> Recorded data

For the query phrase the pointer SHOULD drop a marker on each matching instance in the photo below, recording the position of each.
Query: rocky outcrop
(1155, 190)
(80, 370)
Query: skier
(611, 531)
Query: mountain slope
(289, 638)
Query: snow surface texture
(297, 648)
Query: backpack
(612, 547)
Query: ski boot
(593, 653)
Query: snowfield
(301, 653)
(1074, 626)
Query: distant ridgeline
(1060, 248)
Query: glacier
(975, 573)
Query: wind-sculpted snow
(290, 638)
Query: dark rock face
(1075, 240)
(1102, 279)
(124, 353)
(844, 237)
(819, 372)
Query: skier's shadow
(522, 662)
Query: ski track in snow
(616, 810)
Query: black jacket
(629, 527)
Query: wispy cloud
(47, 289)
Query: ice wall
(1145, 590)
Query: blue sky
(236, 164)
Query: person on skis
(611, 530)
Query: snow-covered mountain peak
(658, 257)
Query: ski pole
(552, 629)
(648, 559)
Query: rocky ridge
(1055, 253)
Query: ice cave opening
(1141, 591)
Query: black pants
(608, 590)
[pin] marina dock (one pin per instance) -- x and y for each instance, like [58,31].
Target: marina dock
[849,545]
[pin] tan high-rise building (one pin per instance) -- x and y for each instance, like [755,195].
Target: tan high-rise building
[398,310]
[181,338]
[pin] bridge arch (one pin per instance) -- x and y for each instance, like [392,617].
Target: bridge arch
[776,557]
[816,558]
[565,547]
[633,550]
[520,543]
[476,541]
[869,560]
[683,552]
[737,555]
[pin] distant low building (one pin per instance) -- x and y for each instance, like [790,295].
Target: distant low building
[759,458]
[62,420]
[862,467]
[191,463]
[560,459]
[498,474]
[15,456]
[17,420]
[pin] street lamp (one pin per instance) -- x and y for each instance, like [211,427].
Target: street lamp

> Problem to work on
Please copy the lines word for word, beginning at the line that contains "Query: ski boot" and continuing through the final line of the recorded data, with both of those lines included.

> Exercise response
Query: ski boot
(593, 653)
Query: snowfield
(301, 653)
(1074, 626)
Query: distant ridgeline
(1060, 248)
Query: glacier
(975, 573)
Query: wind-sculpted snow
(290, 638)
Query: dark rock face
(1075, 240)
(1102, 279)
(124, 353)
(844, 237)
(819, 372)
Query: skier's shadow
(522, 662)
Query: ski track in snow
(616, 810)
Query: black jacket
(629, 527)
Query: wispy cloud
(47, 289)
Query: ice wall
(1145, 590)
Query: blue sky
(236, 164)
Query: person on skis
(611, 530)
Query: snow-covered mountain peak
(658, 257)
Query: ski pole
(552, 629)
(648, 559)
Query: rocky ridge
(1055, 253)
Query: ice cave opening
(1141, 591)
Query: black pants
(608, 590)
[pin] marina dock (one pin per instance) -- x and y for each instance, like [58,31].
Target: marina dock
[849,545]
[pin] tan high-rise building (one pin per instance) -- x and y for each instance, like [755,195].
Target: tan high-rise building
[398,310]
[181,338]
[pin] bridge arch (one pin per instance) -- x and y for each instance, like [392,617].
Target: bridge arch
[776,557]
[816,558]
[565,547]
[633,550]
[520,543]
[476,541]
[869,560]
[683,552]
[737,555]
[pin] distant low building (one pin per instance) -- x and y for each instance, like [790,295].
Target: distant low building
[759,458]
[62,420]
[862,467]
[191,463]
[560,459]
[498,474]
[15,456]
[17,420]
[pin] street lamp (one pin per instance) -- x and y for each instance, like [211,427].
Target: street lamp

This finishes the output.